DOCUMENT SECTION
New York Times01-05-2025
Midway through 'Vulcanizadora,' the fifth feature from the eccentric indie actor and filmmaker Joel Potrykus, his character, Derek, asks his best friend, Marty (Joshua Burge), to consider that hell might be no more than never-ending anxiety.
'Can you imagine that? Being nervous forever?' The two are hiking through a Michigan forest en route to a terrible, as yet unrevealed destination, and viewers familiar with Potrykus's work will feel a stab of amusement: Perpetual unease is a state he has always imagined with exquisite precision.
Revisiting the losers we met a decade ago in 'Buzzard,' 'Vulcanizadora' wonders where slackers go when their adolescent behaviors no longer serve. Nowhere good, is the answer, as these pitiable, middle-aged misfits gradually reveal lives that are likely unsalvageable. Marty, a small-time crook, is facing a second stint in prison and living in his childhood basement. Derek is divorced, estranged from his young son (played by Potrykus's real son, Solo) and unreliably medicated. Both are depleted from past mistakes and on the verge of making one of the worst imaginable. When everyone thinks you're a no-count, then nothing you do can ever count.

DATA EXTRACTS
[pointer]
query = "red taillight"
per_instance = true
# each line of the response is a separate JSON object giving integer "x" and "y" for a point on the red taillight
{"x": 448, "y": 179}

ASSIGNMENT
Please continue the review of the film "Vulcanizadora" from its last sentence onward. You won't need the material for anything here.

TASK ANSWER
Potrykus, though — an inveterate hand-to-mouth practitioner — persists in treating the lost and the left-behind as if they matter, and his signature empathy is pronounced here. As is his fascination with fire as an arbiter of emotional disturbance: Like the pyromaniac of 'Ape' (2014), Marty may be an arsonist, and his emphatic wretchedness finds expression in a lingering, hauntingly surreal close-up of black snake fireworks slowly uncoiling.
Spasmodically funny, though hardly a comedy, 'Vulcanizadora' is raw, moving and, briefly, horrifying. In the press notes, Potrykus admits to having worried that becoming a father would cause him to soften and 'start telling stories of hope and inspiration.' That may be the funniest joke of all.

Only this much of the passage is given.